> [Source extract]:
--------------------------------

To the Editor:—
We recently reported fatal aortic thrombosis in an adult undergoing repair of a thoracoabdominal aneurysm using cardiopulmonary bypass (CPB) and deep hypothermic circulatory arrest in the setting of aprotinin and adequate heparinization.1We report a second case of fatal thrombosis after mitral valve replacement for endocarditis in the setting of aprotinin and disseminated intravascular coagulation.
A 69-yr-old woman presented with fatigue and right-sided weakness. She had a history of breast carcinoma treated with mastectomy and high-dose chemotherapy. She was taking tamoxifen. Her physical examination was positive for purpura, right hemiplegia, and an apical holosystolic murmur with radiation to the axilla. She had no peripheral stigmata of endocarditis. Brain imaging showed multiple embolic cerebral infarcts. A transthoracic echocardiogram revealed multiple, large mitral vegetations and severe mitral regurgitation. Her laboratory studies revealed thrombocytopenia, hypofibrinogenemia, and disseminated intravascular coagulation. Blood cultures were sent, and empiric antibiotic therapy was commenced. After consultation with a hematologist, the patient was given cryoprecipitate. The patient was subsequently referred for mitral valve surgery.
The patient underwent general endotracheal anesthesia. Anesthetic monitoring consisted of standard monitors (as per the American Society of Anesthesiologists), a radial arterial line, an oximetric pulmonary arterial catheter, and transesophageal echocardiograph. The patient was given aprotinin (Bayer Corporation, Pittsburgh, PA) as follows: 2 million kallikrein inhibitory units intravenously as a load, followed by an infusion of 0.5 million kallikrein inhibitory units per hour. The CPB crystalloid prime was also loaded with aprotinin (2 million kallikrein inhibitory units). The aprotinin was commenced just after induction of general anesthesia. Heparinization was with bolus bovine heparin to maintain the kaolin activated clotting time greater than 400 s. The patient underwent uncomplicated bioprosthetic mitral valve replacement on hypothermic CPB.
Separation from CPB was uneventful. After protamine administration, there was still significant microvascular bleeding. This was treated with titrated administration of cryoprecipitate and platelets. Approximately 30 min after the commencement of this transfusion, there was sudden cardiogenic shock that required emergent CPB after reheparinization. During this time, transesophageal echocardiography demonstrated thrombus in the left atrium and descending aorta. Left atriotomy revealed significant thrombus on the mitral prosthetic valve as well. Separation from CPB thereafter was impossible because of refractory biventricular failure. Further resuscitative efforts were stopped.

--------------------------------

> [Provided data]:
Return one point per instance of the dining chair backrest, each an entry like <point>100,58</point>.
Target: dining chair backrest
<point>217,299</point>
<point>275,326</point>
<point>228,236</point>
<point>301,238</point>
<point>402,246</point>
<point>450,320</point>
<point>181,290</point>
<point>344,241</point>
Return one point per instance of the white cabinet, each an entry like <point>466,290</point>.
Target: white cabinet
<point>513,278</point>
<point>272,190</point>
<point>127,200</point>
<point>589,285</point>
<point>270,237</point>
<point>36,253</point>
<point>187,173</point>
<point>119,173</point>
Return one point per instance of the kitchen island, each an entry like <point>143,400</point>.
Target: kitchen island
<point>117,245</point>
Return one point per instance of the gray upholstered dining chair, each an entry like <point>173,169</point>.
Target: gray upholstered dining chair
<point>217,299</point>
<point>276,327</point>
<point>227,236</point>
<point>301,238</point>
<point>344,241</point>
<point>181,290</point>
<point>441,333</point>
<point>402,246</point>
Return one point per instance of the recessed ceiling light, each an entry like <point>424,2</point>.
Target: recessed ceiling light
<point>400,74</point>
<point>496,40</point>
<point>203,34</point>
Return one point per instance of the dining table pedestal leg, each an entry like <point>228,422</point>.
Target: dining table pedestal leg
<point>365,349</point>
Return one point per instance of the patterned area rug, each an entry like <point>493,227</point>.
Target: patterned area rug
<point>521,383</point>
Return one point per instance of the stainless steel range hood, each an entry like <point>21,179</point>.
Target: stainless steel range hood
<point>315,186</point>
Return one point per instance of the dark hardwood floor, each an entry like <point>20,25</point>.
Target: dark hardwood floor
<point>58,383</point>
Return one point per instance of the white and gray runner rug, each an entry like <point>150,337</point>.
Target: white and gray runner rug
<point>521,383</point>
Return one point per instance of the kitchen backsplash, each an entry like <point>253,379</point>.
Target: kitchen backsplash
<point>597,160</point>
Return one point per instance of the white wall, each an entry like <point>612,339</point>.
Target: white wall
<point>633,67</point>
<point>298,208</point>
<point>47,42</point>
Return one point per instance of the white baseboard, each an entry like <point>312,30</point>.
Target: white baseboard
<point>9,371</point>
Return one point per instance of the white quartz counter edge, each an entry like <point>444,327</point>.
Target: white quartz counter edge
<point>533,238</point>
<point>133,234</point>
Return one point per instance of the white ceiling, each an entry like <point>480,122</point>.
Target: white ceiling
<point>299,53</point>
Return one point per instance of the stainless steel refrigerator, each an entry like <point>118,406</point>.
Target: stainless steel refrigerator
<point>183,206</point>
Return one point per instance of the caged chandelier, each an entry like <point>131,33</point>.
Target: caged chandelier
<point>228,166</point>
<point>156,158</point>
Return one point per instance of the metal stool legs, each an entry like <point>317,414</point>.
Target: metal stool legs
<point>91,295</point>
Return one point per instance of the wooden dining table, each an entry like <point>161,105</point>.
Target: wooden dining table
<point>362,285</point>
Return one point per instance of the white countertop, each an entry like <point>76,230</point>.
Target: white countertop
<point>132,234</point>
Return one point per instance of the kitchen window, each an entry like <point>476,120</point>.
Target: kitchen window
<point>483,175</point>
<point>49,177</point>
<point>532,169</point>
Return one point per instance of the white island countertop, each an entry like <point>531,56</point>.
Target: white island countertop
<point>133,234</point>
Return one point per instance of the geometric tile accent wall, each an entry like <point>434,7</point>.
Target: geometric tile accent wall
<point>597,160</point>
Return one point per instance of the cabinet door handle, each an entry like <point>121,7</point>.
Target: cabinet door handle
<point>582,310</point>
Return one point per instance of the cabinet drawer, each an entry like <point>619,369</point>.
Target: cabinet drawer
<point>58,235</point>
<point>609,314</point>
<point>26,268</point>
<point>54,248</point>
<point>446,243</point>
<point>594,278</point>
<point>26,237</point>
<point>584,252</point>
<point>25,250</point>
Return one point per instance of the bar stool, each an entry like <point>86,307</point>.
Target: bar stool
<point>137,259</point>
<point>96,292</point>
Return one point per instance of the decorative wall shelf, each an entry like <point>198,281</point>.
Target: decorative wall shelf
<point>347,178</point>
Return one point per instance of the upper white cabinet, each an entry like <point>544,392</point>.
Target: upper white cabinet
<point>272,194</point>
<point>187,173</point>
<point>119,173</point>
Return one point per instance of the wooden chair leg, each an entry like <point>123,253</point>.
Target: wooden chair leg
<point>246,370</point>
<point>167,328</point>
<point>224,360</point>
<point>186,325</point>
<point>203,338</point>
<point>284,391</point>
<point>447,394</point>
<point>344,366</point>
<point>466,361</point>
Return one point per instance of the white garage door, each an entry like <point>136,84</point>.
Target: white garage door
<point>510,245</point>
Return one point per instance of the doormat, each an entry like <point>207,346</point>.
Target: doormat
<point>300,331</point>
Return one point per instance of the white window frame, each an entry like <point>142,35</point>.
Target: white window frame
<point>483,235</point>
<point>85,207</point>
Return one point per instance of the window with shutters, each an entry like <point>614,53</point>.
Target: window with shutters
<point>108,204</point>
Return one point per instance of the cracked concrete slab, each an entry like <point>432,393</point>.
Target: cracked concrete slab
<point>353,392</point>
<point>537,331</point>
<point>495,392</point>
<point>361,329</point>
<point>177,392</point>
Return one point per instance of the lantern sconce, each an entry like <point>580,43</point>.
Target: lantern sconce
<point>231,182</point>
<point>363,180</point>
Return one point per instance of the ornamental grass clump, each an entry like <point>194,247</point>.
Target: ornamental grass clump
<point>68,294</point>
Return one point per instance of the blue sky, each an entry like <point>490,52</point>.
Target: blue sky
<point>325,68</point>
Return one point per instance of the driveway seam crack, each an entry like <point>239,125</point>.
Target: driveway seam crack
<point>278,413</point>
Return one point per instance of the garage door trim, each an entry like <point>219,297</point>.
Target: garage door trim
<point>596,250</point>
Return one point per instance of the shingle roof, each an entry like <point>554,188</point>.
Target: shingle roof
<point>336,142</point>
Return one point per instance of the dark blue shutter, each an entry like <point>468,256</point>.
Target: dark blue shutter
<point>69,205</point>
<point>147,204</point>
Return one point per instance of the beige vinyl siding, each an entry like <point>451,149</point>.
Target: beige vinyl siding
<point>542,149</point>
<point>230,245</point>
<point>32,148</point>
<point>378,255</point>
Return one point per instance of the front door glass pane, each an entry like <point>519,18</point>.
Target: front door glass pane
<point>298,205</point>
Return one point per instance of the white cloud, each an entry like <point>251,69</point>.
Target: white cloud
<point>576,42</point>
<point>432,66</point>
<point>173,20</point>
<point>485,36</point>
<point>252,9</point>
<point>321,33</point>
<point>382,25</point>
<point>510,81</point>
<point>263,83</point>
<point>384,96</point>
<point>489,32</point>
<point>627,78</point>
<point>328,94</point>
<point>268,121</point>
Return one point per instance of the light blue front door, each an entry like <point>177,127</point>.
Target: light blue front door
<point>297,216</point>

--------------------------------

> [Tasks to perform]:
1. According to the letter on fatal thrombosis, what loading dose of aprotinin did the patient receive?
2. List everything the letter on fatal thrombosis names as part of the anesthetic monitoring.
3. Carry the letter on fatal thrombosis forward, starting after its last sentence.

> [Responses for each task]:
1. 2 million kallikrein inhibitory units intravenously.

2.
- Standard monitors (as per the American Society of Anesthesiologists)
- A radial arterial line
- An oximetric pulmonary arterial catheter
- A transesophageal echocardiograph

3.
To our knowledge, this is the first reported case of fatal thrombosis after mitral valve surgery for endocarditis in the setting of aprotinin and disseminated intravascular coagulation. Aprotinin reduces transfusion burden in valve surgery for endocarditis and is possibly beneficial in disseminated intravascular coagulation.2–5Aprotinin has been associated with thrombosis after valve surgery for endocarditis despite adequate heparinization but in the setting of congenital afibrogenemia.6This recently reported case occurred in a young adult with multiple perioperative thrombotic events. There was cardiogenic collapse after separation from CPB due to coronary thrombosis. The patient survived after a prolonged hospital stay. The accompanying expert commentaries comprehensively discuss the role of aprotinin in this scenario, including disseminated intravascular coagulation and endocarditis. The reader is referred to these commentaries for further details.
Clearly, in our case, there was a complex interaction of procoagulant and anticoagulant influences that ultimately resulted in a net fatal thrombotic result. It is not possible on the basis of one case to delineate the exact role of aprotinin in this complex pathophysiology. This case demonstrates, however, that fatal thrombosis is possible in association with aprotinin in the setting of cardiac surgery for endocarditis and acquired hypofibrinogenemia. Further research is required to understand and prevent this uncommon but important perioperative complication.